TAREFA A - Reproduza sem nenhuma alteração as entradas abaixo, começando na linha que contém "clear sky in the photo above." e indo até a última linha delas.

TRECHO -
——————
3 PAGAMENTO E DEVOLUÇÃO DO CHEQUE PÓS-DATADO
3.1 CHEQUE PÓS-DATADO E LEI DO CHEQUE
O cheque pós-datado vem sendo amplamente utilizado no Brasil como um financiamento direto do fornecedor ou vendedor ao consumidor ou comprador, utilizado como facilitador do crédito.
De acordo com a Lei do Cheque, nº 7.357/85, o cheque é uma ordem de pagamento à vista, considerando-se não escrita qualquer menção em contrário. Além disso, o cheque apresentado para pagamento antes do dia indicado como data de emissão é pagável no dia da apresentação. As normas jurídicas vigentes na Lei Uniforme de Genebra e a Lei do Cheque (Lei nº 7.357/85), em confronto com os usos e costumes, posicionam o cheque como ordem de pagamento à vista, desconsiderando uma eventual pós-data expressa no título. E assim, com base na Lei do Cheque, o Banco Central do Brasil (BACEN) não reconhece o instituto do cheque pós-datado.
Estas disposições contrariam o objetivo da emissão do cheque pós-datado, que e o de estabelecer que o mesmo seja apresentado ao banco para pagamento em data futura, que é diferente da data em que ocorreu efetivamente foi emitido. Sendo assim, o cheque pós-datado decorre de uma prática empresarial que não tem respaldo legal na Lei do Cheque.
Dentre os requisitos necessários para a emissão do cheque, figura a provisão de fundos, segundo o qual, o emitente deve ter fundos disponíveis em poder do banco e estar autorizado a sobre eles emitir cheque, em virtude de contrato expresso ou tácito. Assim sendo, no caso de apresentação deste cheque a pagamento antes da data prevista, o banco poderá pagá-lo, se tiver saldo na conta do emitente, ou devolvê-lo, uma ou duas vezes, podendo, inclusive, encaminhar o nome do emitente do cheque para o Cadastro de Emitentes de Cheques sem Fundos, mesmo em data anterior à data convencionada no título.
3.2 CHEQUE PÓS-DATADO E DIREITO DAS OBRIGAÇÕES NO CÓDIGO CIVIL
Do ponto de vista jurídico, trata-se de um contrato verbal em que o comprador, ao adquirir um produto ou serviço, paga o preço com um ou mais cheques, sendo certo que o vendedor se compromete a somente resgatar os títulos nas datas avençadas entre ele e o comprador. O procedimento é verbal, porém legal, e na maioria das vezes, o recebedor emite um recibo ou nota fiscal, discriminando os cheques. Trata-se de acordo de vontades, em que as partes estipulam, livremente, o modo de aquisição e o pagamento daquilo que foi acordado.
——————
TAREFA B - Segundo o trecho, como a Lei do Cheque define o cheque?

MATERIAL DA TAREFA -
——————
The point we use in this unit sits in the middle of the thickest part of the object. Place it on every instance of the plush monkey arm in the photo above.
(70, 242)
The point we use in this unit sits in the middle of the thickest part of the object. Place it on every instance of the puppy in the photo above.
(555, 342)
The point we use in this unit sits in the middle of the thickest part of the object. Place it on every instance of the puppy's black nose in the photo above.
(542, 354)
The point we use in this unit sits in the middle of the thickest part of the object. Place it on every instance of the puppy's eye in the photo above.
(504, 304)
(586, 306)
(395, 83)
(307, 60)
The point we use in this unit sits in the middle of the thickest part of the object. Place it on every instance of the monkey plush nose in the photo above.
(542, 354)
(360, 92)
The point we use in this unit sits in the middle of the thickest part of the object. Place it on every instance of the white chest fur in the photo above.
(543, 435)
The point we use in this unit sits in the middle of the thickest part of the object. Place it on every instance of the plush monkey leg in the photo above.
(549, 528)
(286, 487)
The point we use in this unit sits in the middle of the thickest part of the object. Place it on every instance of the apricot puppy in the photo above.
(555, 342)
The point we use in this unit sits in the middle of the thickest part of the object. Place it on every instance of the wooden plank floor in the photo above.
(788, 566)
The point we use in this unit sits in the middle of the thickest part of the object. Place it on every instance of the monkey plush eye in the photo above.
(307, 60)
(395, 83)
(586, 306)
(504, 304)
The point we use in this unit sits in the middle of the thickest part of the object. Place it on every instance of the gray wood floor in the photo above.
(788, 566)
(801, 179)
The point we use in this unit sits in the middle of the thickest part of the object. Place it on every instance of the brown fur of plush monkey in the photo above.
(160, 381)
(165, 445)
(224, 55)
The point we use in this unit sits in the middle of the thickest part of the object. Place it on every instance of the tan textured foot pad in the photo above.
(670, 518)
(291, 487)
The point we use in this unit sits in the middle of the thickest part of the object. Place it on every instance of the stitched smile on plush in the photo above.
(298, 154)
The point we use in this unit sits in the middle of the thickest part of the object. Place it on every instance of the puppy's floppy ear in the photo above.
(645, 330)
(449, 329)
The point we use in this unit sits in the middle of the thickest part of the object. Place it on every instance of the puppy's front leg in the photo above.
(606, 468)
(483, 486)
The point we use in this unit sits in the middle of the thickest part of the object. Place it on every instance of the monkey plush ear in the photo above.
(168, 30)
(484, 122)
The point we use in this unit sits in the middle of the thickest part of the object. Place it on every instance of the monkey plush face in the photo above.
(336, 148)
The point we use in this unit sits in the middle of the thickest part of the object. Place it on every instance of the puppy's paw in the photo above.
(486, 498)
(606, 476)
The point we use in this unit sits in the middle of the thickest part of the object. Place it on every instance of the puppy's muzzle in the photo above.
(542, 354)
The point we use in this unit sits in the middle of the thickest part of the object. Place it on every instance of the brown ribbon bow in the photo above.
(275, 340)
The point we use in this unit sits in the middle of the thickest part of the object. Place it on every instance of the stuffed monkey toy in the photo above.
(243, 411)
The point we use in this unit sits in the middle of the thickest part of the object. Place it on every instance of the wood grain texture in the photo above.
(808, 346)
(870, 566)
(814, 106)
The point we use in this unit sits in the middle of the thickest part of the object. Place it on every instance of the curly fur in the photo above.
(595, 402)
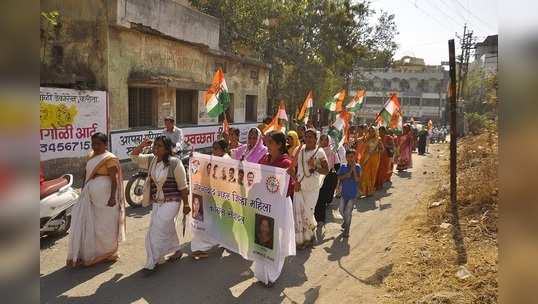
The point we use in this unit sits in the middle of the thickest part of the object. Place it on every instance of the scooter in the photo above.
(57, 199)
(134, 189)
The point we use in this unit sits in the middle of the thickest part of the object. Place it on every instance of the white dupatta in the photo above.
(83, 233)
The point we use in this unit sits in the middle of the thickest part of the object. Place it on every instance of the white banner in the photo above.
(68, 118)
(242, 206)
(123, 142)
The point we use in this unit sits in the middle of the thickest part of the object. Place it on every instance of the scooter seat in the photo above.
(51, 186)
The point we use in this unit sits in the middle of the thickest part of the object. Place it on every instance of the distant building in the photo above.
(420, 88)
(153, 58)
(487, 53)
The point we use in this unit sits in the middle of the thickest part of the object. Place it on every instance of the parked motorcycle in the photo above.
(57, 199)
(135, 186)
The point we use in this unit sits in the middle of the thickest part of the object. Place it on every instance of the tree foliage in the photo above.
(310, 44)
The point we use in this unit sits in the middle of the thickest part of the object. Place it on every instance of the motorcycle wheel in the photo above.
(134, 191)
(62, 230)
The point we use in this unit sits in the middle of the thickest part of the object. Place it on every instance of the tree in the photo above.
(310, 44)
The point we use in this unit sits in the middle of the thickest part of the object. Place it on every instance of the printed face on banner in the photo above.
(242, 204)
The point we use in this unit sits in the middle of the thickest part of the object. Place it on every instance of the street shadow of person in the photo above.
(311, 295)
(293, 274)
(138, 212)
(186, 281)
(339, 249)
(379, 276)
(56, 283)
(366, 204)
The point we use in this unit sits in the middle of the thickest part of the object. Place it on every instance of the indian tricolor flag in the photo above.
(356, 103)
(335, 104)
(339, 130)
(276, 124)
(390, 116)
(308, 104)
(217, 98)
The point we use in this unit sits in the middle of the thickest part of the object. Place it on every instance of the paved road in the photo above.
(335, 270)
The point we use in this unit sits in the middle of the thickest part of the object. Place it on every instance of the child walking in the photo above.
(348, 175)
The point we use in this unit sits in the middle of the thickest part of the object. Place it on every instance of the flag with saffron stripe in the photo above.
(390, 116)
(217, 98)
(357, 102)
(308, 104)
(276, 123)
(335, 104)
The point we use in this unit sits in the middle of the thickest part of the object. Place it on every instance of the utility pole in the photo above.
(452, 118)
(467, 44)
(456, 231)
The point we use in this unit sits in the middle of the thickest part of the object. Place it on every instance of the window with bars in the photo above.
(229, 112)
(186, 107)
(251, 108)
(142, 111)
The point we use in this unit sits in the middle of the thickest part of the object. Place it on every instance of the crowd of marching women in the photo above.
(319, 170)
(344, 161)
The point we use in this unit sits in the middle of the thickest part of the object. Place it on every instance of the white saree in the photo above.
(161, 238)
(97, 229)
(268, 271)
(304, 201)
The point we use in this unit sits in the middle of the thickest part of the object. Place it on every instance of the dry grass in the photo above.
(427, 256)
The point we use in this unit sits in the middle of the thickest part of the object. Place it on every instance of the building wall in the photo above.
(147, 60)
(74, 53)
(417, 87)
(170, 18)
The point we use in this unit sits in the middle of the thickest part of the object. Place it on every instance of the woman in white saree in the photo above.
(311, 165)
(98, 219)
(165, 188)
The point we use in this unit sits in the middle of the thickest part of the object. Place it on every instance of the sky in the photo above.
(425, 26)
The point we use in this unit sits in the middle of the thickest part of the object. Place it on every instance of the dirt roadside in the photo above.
(438, 260)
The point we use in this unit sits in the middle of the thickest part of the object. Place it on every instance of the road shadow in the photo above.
(138, 212)
(185, 281)
(379, 275)
(366, 204)
(339, 249)
(457, 236)
(384, 206)
(47, 241)
(293, 274)
(54, 284)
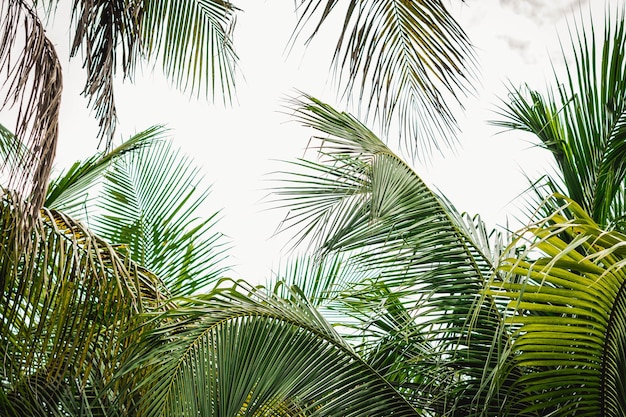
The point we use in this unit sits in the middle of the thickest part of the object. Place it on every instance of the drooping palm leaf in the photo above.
(567, 313)
(193, 39)
(583, 120)
(406, 59)
(231, 353)
(33, 85)
(69, 191)
(65, 308)
(151, 202)
(362, 198)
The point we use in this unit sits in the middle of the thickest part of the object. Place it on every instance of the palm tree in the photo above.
(72, 301)
(406, 64)
(86, 324)
(459, 332)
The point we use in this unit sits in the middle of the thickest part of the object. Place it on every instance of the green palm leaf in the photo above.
(68, 300)
(405, 60)
(231, 353)
(150, 202)
(69, 192)
(192, 37)
(566, 309)
(583, 121)
(363, 199)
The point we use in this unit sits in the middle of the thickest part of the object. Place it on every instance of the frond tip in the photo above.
(34, 85)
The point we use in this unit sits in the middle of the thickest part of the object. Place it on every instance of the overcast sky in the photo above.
(237, 147)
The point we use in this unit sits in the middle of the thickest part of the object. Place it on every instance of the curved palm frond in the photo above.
(583, 121)
(192, 37)
(65, 308)
(69, 191)
(406, 59)
(231, 353)
(101, 28)
(567, 313)
(34, 85)
(150, 202)
(363, 199)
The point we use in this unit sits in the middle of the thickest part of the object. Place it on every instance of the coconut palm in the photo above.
(582, 121)
(87, 326)
(72, 301)
(407, 64)
(459, 333)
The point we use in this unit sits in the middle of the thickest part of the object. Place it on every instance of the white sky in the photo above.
(237, 147)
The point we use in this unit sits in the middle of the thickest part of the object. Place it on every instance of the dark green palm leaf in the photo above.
(363, 199)
(230, 353)
(69, 192)
(193, 39)
(583, 121)
(150, 202)
(406, 59)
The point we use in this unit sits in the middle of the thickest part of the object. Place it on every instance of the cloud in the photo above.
(543, 11)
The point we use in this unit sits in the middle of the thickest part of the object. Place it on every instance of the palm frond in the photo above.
(101, 28)
(405, 60)
(65, 309)
(583, 121)
(566, 304)
(238, 351)
(150, 202)
(193, 40)
(33, 85)
(69, 191)
(364, 199)
(191, 37)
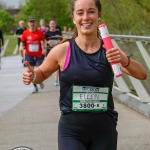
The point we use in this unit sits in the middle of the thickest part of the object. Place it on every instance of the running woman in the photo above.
(88, 118)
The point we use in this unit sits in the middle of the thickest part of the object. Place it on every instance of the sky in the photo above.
(12, 3)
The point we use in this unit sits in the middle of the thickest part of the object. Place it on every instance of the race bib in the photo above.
(89, 98)
(33, 47)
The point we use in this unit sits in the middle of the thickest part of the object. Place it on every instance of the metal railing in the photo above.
(139, 47)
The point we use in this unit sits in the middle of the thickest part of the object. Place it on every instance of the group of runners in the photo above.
(88, 117)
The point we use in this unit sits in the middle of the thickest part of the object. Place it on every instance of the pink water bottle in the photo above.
(108, 45)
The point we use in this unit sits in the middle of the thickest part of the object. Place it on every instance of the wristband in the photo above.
(128, 61)
(34, 77)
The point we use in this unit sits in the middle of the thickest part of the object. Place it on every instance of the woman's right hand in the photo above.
(28, 75)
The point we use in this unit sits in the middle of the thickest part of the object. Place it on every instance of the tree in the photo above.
(5, 21)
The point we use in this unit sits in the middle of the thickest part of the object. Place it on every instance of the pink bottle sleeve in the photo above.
(108, 45)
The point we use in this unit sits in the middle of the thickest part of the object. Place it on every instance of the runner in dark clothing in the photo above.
(88, 117)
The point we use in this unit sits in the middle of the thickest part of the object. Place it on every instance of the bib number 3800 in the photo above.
(87, 98)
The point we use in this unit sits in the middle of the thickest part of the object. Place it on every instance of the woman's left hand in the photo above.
(116, 55)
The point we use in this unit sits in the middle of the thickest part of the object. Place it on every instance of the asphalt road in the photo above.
(31, 119)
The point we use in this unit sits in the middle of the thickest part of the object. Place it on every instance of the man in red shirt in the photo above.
(33, 42)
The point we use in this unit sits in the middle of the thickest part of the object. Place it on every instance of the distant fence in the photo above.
(139, 47)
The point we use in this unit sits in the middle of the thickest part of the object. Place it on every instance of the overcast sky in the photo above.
(12, 3)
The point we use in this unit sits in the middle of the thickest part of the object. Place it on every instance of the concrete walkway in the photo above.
(31, 120)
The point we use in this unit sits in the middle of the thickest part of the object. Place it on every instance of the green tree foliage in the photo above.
(126, 17)
(5, 20)
(121, 16)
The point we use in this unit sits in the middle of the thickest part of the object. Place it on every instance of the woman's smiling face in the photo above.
(85, 16)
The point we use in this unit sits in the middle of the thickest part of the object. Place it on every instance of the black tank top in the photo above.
(85, 70)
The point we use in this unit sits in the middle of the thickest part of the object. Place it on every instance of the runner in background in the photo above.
(88, 117)
(33, 39)
(42, 26)
(18, 35)
(53, 37)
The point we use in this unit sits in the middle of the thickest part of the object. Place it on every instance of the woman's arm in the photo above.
(128, 65)
(53, 61)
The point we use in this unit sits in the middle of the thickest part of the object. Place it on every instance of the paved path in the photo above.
(31, 119)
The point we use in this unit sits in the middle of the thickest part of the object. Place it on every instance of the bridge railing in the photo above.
(139, 47)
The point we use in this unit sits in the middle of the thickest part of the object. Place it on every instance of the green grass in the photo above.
(11, 45)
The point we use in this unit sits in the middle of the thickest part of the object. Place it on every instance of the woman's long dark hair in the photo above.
(98, 5)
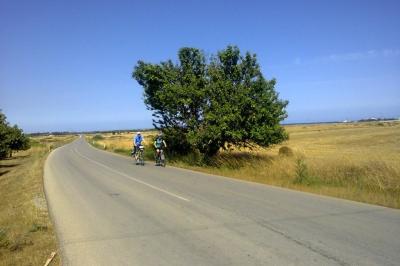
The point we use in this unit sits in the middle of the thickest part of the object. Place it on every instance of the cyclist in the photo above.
(159, 145)
(137, 141)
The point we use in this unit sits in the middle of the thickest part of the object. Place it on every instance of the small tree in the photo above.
(11, 138)
(205, 105)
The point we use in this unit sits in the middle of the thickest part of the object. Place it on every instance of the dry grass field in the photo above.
(356, 161)
(27, 235)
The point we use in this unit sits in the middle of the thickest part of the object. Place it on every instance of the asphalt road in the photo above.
(108, 211)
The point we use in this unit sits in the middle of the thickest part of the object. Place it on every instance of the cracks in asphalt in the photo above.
(301, 243)
(161, 232)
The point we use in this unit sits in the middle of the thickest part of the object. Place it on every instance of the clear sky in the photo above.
(66, 65)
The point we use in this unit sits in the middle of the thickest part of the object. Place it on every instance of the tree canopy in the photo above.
(208, 103)
(11, 138)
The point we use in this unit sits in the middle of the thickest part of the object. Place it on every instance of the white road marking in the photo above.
(130, 177)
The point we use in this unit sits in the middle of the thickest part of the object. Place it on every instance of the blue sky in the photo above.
(66, 65)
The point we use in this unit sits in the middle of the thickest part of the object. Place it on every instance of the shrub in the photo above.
(302, 174)
(285, 151)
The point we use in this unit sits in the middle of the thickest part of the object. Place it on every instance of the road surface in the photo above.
(108, 211)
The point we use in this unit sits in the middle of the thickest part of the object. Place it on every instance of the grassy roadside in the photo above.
(27, 235)
(358, 161)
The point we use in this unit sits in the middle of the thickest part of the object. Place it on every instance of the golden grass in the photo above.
(358, 161)
(27, 235)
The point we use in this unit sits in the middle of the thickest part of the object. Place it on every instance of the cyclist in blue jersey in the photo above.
(137, 141)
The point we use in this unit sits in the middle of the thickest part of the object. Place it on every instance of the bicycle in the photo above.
(139, 157)
(160, 158)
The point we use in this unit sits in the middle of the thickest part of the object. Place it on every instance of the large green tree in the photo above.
(209, 104)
——————
RESPOSTA CORRETA A -
The point we use in this unit sits in the middle of the thickest part of the object. Place it on every instance of the clear sky in the photo above.
(66, 65)
The point we use in this unit sits in the middle of the thickest part of the object. Place it on every instance of the tree canopy in the photo above.
(208, 103)
(11, 138)
The point we use in this unit sits in the middle of the thickest part of the object. Place it on every instance of the white road marking in the photo above.
(130, 177)
The point we use in this unit sits in the middle of the thickest part of the object. Place it on every instance of the blue sky in the photo above.
(66, 65)
The point we use in this unit sits in the middle of the thickest part of the object. Place it on every instance of the shrub in the photo above.
(302, 174)
(285, 151)
The point we use in this unit sits in the middle of the thickest part of the object. Place it on every instance of the road surface in the photo above.
(108, 211)
The point we use in this unit sits in the middle of the thickest part of the object. Place it on every instance of the grassy roadside in the photo above.
(27, 235)
(358, 161)
The point we use in this unit sits in the middle of the thickest part of the object. Place it on every instance of the golden grass in the photo above.
(358, 161)
(27, 235)
The point we use in this unit sits in the middle of the thickest part of the object. Place it on every instance of the cyclist in blue jersey in the photo above.
(137, 141)
The point we use in this unit sits in the middle of the thickest part of the object. Place it on every instance of the bicycle in the photo above.
(139, 157)
(160, 158)
The point we use in this unit sits in the middle of the thickest part of the object. Place it on every instance of the large green tree in the photo above.
(209, 104)

RESPOSTA CORRETA B - Como uma ordem de pagamento à vista.